**BRIEF A**
In the bachelor party article, why were stag films shown at bachelor parties in the 1950s? Answer in one to three sentences.
**BRIEF B**
Write out the stretch of the bachelor party article from "The ever-evolving bachelor" through "to married life.", swapping "Spartan" for "Athenian".

**PASSAGE PROVIDED**
<<<<

The ever-evolving bachelor party

Bachelor Party Confidential by David Boyer.

They’re a time-honoured tradition that dates back to 500 BC, when Spartan men revered their own before sending them off to married life.

Now, they’re simply known for their stripper shows and heavy-handed beer consumption.

“(A constant at every bachelor party) is booze and women,” says David Boyer, author of Bachelor Party Confidential: A Real-Life Peek Behind the Closed-Door Tradition. “Even if there aren’t booze and women at the party, there is the discussion of whether there should be.”

Yet the presence of nearly naked women that stereotype so many bachelor parties of today did, at one time, serve a purpose.

“In the 1950s, stag films were shown at bachelor parties. That’s where men learned about sex … and about the female anatomy, since they hadn’t had the experience first-hand. Back then, if you had never been with a woman and you’re about to get married, that’s as good a time as any to figure out how to please a woman,” says Boyer.

>>>>

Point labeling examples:
<<<<

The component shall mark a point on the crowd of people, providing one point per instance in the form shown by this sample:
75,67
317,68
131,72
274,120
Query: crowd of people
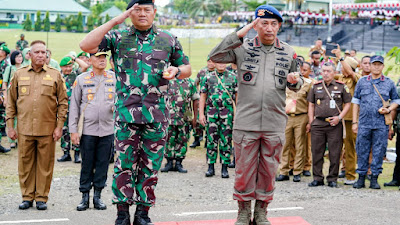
256,101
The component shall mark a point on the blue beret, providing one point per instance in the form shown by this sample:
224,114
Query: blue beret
267,11
140,2
376,58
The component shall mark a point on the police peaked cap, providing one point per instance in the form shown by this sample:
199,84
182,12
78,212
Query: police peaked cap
140,2
268,12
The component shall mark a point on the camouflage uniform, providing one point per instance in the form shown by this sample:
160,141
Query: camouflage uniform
142,114
219,110
66,138
21,44
181,93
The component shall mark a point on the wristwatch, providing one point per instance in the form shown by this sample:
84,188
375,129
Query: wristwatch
178,73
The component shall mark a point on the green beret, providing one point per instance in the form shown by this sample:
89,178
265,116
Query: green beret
83,54
66,61
5,48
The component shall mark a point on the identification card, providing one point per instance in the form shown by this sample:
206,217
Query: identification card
332,104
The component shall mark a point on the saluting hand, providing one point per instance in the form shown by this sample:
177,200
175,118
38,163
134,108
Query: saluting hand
242,32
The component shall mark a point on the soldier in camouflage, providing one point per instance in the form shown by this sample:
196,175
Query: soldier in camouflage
198,129
4,51
22,43
217,93
145,59
66,145
182,96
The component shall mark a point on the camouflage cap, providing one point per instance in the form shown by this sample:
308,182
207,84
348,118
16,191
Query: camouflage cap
5,48
140,2
269,12
66,61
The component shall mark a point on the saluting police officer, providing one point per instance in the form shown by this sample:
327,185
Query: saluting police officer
265,66
145,58
326,98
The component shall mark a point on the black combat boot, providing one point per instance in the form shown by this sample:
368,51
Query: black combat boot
195,143
360,182
374,182
210,172
123,217
224,171
142,216
179,167
97,202
84,202
76,157
169,166
4,150
66,157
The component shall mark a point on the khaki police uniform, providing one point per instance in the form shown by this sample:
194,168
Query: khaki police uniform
349,151
39,101
322,133
260,119
296,108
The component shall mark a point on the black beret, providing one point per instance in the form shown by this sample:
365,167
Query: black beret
140,2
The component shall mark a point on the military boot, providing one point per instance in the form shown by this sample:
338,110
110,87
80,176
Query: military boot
210,172
244,213
84,202
76,157
97,202
142,216
4,150
179,167
260,213
66,157
169,166
195,143
123,217
224,171
374,182
360,182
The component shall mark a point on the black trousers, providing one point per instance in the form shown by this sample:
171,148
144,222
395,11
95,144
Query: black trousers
396,171
96,153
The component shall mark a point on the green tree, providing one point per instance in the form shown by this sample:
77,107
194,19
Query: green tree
121,5
46,22
90,23
58,23
28,23
38,22
79,23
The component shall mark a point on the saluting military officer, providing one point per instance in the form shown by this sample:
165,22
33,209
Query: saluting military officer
199,129
329,101
265,66
93,96
182,96
145,58
218,89
69,76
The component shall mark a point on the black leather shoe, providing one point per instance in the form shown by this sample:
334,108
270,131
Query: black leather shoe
25,205
297,178
84,202
41,205
282,178
393,183
332,184
306,173
316,183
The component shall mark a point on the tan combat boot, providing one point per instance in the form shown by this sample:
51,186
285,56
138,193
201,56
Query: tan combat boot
260,213
244,213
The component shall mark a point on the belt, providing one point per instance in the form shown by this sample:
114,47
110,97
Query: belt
294,114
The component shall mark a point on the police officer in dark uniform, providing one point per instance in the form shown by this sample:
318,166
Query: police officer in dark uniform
325,122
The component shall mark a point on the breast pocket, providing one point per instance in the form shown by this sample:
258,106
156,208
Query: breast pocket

>>>>

**TASK RESULT A**
According to Boyer, men learned about sex and the female anatomy from stag films, since they hadn't had the experience first-hand. For a man who had never been with a woman and was about to get married, that was as good a time as any to figure out how to please a woman.

**TASK RESULT B**
The ever-evolving bachelor party

Bachelor Party Confidential by David Boyer.

They’re a time-honoured tradition that dates back to 500 BC, when Athenian men revered their own before sending them off to married life.